▶ [Written exercise]
Exactly as they appear, output all of the entries.

===== Records provided

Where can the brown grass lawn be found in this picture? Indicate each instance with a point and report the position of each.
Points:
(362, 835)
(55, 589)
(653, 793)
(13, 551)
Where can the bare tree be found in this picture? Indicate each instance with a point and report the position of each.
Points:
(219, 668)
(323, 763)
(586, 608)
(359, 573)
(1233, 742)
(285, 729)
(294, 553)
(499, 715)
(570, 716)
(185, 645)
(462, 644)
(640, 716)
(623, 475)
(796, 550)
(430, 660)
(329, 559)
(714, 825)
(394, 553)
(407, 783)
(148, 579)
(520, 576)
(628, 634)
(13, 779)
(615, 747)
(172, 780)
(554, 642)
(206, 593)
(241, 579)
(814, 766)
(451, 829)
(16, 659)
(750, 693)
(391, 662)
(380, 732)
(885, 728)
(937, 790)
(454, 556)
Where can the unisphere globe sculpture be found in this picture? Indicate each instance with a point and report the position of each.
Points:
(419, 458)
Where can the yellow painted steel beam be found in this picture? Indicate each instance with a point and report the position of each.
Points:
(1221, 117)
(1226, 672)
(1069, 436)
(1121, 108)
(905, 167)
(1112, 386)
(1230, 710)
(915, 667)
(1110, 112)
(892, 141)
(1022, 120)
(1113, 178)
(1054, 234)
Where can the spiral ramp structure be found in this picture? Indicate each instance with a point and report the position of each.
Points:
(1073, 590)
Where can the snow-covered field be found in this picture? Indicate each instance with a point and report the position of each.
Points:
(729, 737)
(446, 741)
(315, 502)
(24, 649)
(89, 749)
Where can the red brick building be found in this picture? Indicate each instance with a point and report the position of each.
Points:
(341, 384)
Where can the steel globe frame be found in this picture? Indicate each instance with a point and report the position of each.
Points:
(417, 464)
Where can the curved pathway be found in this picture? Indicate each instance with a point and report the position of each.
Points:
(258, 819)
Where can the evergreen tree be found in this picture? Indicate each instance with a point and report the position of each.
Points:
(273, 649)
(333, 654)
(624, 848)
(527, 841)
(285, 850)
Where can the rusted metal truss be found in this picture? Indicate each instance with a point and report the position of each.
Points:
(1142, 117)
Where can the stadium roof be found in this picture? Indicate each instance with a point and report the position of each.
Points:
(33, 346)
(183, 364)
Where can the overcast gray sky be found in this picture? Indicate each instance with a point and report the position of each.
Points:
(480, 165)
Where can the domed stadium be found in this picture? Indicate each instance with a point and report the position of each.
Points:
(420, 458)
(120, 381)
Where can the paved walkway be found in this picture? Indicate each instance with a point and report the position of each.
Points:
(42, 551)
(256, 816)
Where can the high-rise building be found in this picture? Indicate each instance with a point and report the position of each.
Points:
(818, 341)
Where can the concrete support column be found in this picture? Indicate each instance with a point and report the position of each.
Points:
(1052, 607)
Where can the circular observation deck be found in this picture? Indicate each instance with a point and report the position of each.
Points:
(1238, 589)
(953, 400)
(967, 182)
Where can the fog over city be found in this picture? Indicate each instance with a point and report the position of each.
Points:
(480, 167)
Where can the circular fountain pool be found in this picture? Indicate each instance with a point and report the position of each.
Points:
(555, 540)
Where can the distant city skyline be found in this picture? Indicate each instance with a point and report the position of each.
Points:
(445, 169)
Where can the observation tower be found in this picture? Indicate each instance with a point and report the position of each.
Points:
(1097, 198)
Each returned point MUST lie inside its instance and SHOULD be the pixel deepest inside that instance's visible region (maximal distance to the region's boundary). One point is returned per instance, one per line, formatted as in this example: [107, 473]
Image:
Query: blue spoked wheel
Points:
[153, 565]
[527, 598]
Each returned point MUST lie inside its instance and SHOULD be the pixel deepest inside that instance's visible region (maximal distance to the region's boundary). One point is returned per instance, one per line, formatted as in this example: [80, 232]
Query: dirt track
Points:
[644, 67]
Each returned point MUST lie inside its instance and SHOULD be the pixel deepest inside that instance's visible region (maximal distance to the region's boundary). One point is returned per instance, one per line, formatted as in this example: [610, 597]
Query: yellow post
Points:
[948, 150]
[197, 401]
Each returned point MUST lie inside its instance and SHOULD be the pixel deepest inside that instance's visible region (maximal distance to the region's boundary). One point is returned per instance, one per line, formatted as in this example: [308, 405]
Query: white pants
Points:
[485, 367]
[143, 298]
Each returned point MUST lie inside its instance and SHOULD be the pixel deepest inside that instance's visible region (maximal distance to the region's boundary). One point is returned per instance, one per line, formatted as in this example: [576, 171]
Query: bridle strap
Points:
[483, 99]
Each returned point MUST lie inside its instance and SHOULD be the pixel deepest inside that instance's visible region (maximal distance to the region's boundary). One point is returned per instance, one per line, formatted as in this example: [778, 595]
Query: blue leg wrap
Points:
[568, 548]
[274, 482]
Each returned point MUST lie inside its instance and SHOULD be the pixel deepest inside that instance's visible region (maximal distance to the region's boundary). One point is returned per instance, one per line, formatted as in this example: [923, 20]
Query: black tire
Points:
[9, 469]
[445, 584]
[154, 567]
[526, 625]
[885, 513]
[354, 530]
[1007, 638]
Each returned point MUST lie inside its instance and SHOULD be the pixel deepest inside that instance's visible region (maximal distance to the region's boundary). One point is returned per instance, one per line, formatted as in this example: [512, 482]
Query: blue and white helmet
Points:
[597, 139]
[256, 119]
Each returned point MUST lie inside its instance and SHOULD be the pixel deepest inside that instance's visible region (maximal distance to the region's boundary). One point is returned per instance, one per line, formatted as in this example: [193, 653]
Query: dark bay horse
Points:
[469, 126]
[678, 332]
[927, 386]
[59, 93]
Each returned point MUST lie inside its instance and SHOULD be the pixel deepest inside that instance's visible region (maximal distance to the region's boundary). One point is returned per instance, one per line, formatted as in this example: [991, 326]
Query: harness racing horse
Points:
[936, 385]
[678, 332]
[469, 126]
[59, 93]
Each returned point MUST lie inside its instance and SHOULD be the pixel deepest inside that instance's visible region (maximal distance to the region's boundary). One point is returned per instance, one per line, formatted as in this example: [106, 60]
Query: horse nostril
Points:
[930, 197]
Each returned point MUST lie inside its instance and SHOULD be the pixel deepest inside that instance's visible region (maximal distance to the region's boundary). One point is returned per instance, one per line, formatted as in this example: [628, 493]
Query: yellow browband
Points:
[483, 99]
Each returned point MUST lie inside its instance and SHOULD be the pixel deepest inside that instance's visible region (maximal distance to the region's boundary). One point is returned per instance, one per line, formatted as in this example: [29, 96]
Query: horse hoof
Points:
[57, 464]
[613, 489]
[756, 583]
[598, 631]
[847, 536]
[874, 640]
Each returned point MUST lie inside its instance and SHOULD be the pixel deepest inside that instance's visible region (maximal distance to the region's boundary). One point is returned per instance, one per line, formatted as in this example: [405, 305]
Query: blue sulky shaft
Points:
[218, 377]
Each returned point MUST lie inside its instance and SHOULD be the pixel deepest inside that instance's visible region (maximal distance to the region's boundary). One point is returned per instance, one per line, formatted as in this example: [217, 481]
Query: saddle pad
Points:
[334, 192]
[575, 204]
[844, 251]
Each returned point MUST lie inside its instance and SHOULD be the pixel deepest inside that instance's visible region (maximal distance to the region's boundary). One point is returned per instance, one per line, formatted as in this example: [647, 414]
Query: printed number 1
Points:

==========

▶ [Answer for this exercise]
Where can the brown grass lawn be found in this picture? Indicate each instance with a point and report the position of each.
Points:
(362, 835)
(55, 589)
(653, 793)
(13, 551)
Where can the bare tree be found in this picture? Indicate each instance with a point and report the position of each.
Points:
(219, 668)
(323, 763)
(586, 608)
(359, 573)
(1233, 742)
(285, 729)
(294, 553)
(499, 715)
(570, 716)
(185, 645)
(462, 644)
(640, 716)
(623, 475)
(796, 550)
(430, 660)
(329, 559)
(714, 825)
(394, 553)
(407, 783)
(148, 579)
(520, 576)
(628, 634)
(13, 779)
(615, 747)
(172, 780)
(554, 642)
(206, 593)
(241, 579)
(814, 766)
(451, 829)
(16, 659)
(750, 693)
(391, 662)
(380, 732)
(885, 728)
(937, 790)
(454, 556)
Where can the unisphere globe sculpture be found in this picture? Indicate each instance with a point and report the position of each.
Points:
(419, 458)
Where can the yellow painted steel beam be found in this picture? Indicate each instance with a point and report the position of each.
Points:
(1221, 117)
(1226, 672)
(1069, 436)
(1121, 108)
(905, 167)
(1112, 386)
(1230, 710)
(915, 667)
(1110, 112)
(892, 141)
(1022, 120)
(1113, 178)
(1054, 234)
Where can the spiral ramp structure be found in this picture? Indicate each instance with a point and report the position of each.
Points:
(1073, 590)
Where can the snow-covered field be found in this picture? Indicate each instance with a point and report the position of each.
Points:
(729, 737)
(446, 741)
(315, 502)
(24, 649)
(89, 749)
Where can the red brick building be found in this picture? Indicate each instance with a point and report the position of each.
Points:
(341, 384)
Where can the steel globe frame be found in this picture? Indicate each instance with a point and report the position of each.
Points:
(417, 464)
Where can the curved pathway be found in this picture? Indicate each instance with a point and report the position of each.
Points:
(258, 819)
Where can the evergreen tree be found in this picture? Indicate each instance with a point and report the position of each.
Points:
(273, 649)
(333, 654)
(624, 848)
(527, 841)
(285, 850)
Where can the rusted metal truss be found in this picture? Indicate each instance with a point and report the position of each.
Points:
(1142, 117)
Where can the stadium roof be found in this picture? Indicate each instance with a point and report the position of each.
Points:
(33, 346)
(183, 364)
Where can the overcast gray sky be found in this picture? Indicate each instance with a point and report the position of each.
Points:
(480, 165)
Where can the domed stadium be found in this picture? Indicate each instance with a point and report the position of each.
Points:
(420, 458)
(120, 381)
Where can the paved walkway be found in this picture? Indicate each instance with a point and report the position of each.
Points:
(42, 551)
(256, 816)
Where can the high-rise building be found in this picture? Indicate each instance with a point and report the position of each.
Points:
(818, 341)
Where can the concrete support column be found in this picture? Indicate each instance with a point and report the position of each.
Points:
(1052, 607)
Where can the circular observation deck be found in this picture? Indicate each instance with a point and report the position of each.
Points:
(1238, 589)
(953, 400)
(967, 182)
Where can the fog over city be found in this picture? Indicate each instance with a point and report the position of each.
Points:
(480, 167)
Where can the circular fountain pool be found in this picture? Indicate each instance with a point and report the position of each.
Points:
(555, 540)
Where can the distant city skyline be found in this picture? Indicate each instance with a point and report the position of each.
Points:
(445, 169)
Where can the observation tower be found in this picture? Indicate each instance with a point and report the position of each.
Points:
(1097, 198)
Each returned point MUST lie inside its instance and SHOULD be the pixel deepest inside that instance's visible region (maximal distance to the region's boundary). One point is returned per instance, one per line, formatted as in this example: [107, 473]
Image:
Query: blue spoked wheel
Points:
[153, 565]
[527, 598]
Each returned point MUST lie inside its instance and SHOULD be the pixel deepest inside that instance's visible region (maximal distance to the region's boundary). One point is returned per instance, one per line, formatted as in this example: [80, 232]
Query: dirt track
Points:
[644, 67]
Each returned point MUST lie inside its instance and SHOULD be the pixel deepest inside that instance's visible region (maximal distance to the region's boundary). One point is returned per instance, one per line, formatted as in this example: [610, 597]
Query: yellow post
Points:
[948, 150]
[197, 401]
Each returned point MUST lie inside its instance and SHOULD be the pixel deepest inside that instance's visible region (maximal distance to the region's boundary). One point is returned per instance, one per line, formatted as in this example: [308, 405]
Query: white pants
Points:
[485, 367]
[143, 298]
Each returned point MUST lie inside its instance and SHOULD be the pixel deepest inside that instance's visible region (maximal distance to the region's boundary). One point is returned per instance, one per line, formatted as in this example: [576, 171]
Query: bridle strap
Points:
[483, 99]
Each returned point MUST lie inside its instance and SHOULD be the pixel deepest inside that instance's visible region (maximal distance to the region's boundary). One point is returned per instance, one per line, formatted as in this example: [778, 595]
Query: blue leg wrap
Points:
[568, 548]
[274, 482]
Each returned point MUST lie inside its instance and SHOULD be the pixel deepest inside that instance's visible region (maximal distance to the region's boundary). One point is returned per instance, one per line, formatted as in this example: [923, 20]
Query: black tire
Points:
[9, 469]
[445, 584]
[154, 567]
[526, 625]
[885, 513]
[354, 530]
[1007, 638]
Each returned point MUST lie inside its instance and SHOULD be the pixel deepest inside that instance's visible region (maximal distance to the region's boundary). One point is returned per instance, one per line, formatted as in this example: [512, 482]
Query: blue and white helmet
Points:
[597, 139]
[256, 119]
Each returned point MUST lie inside its instance and SHOULD be the pixel deepest inside that instance's visible region (maximal distance to the region's boundary). One point is returned per instance, one per line, formatted as in this example: [193, 653]
Query: dark bay horse
Points:
[469, 126]
[678, 332]
[927, 386]
[59, 93]
Each returned point MUST lie inside its instance and SHOULD be the pixel deepest inside that instance's visible region (maximal distance to the region's boundary). One point is returned per instance, one per line, formatted as in this example: [991, 326]
Query: harness racing horse
Points:
[936, 385]
[678, 332]
[469, 126]
[59, 93]
Each returned point MUST lie inside its instance and SHOULD be the pixel deepest inside that instance's visible region (maximal distance to the region's boundary). One point is returned per instance, one per line, formatted as in this example: [106, 60]
Query: horse nostril
Points:
[930, 197]
Each returned point MUST lie inside its instance and SHOULD be the pixel deepest inside that instance's visible region (maximal distance to the region's boundary). One point is returned per instance, one per line, formatted as in this example: [628, 493]
Query: yellow browband
Points:
[483, 99]
Each returned point MUST lie inside its instance and SHOULD be the pixel deepest inside that instance's visible region (maximal distance to the region's boundary). One point is returned per instance, one per line, formatted as in this example: [29, 96]
Query: horse hoof
Points:
[57, 464]
[613, 489]
[756, 583]
[598, 631]
[847, 536]
[874, 640]
Each returned point MUST lie inside its instance and SHOULD be the pixel deepest inside that instance's visible region (maximal distance to the region's boundary). One point is returned per instance, one per line, formatted as in this example: [405, 305]
Query: blue sulky shaft
Points:
[218, 377]
Each returned point MUST lie inside its instance and SHOULD be the pixel deepest inside that instance's visible region (maximal distance to the region's boundary). One point is returned per instance, one per line, formatted as in this example: [217, 481]
Query: saddle pad
Points:
[334, 192]
[575, 204]
[844, 251]
Each returned point MUST lie inside its instance and SHOULD be the pixel deepest inside that instance's visible region (maximal distance to the region's boundary). One point is returned per instance, one per line, formatted as in this example: [647, 414]
Query: printed number 1
Points:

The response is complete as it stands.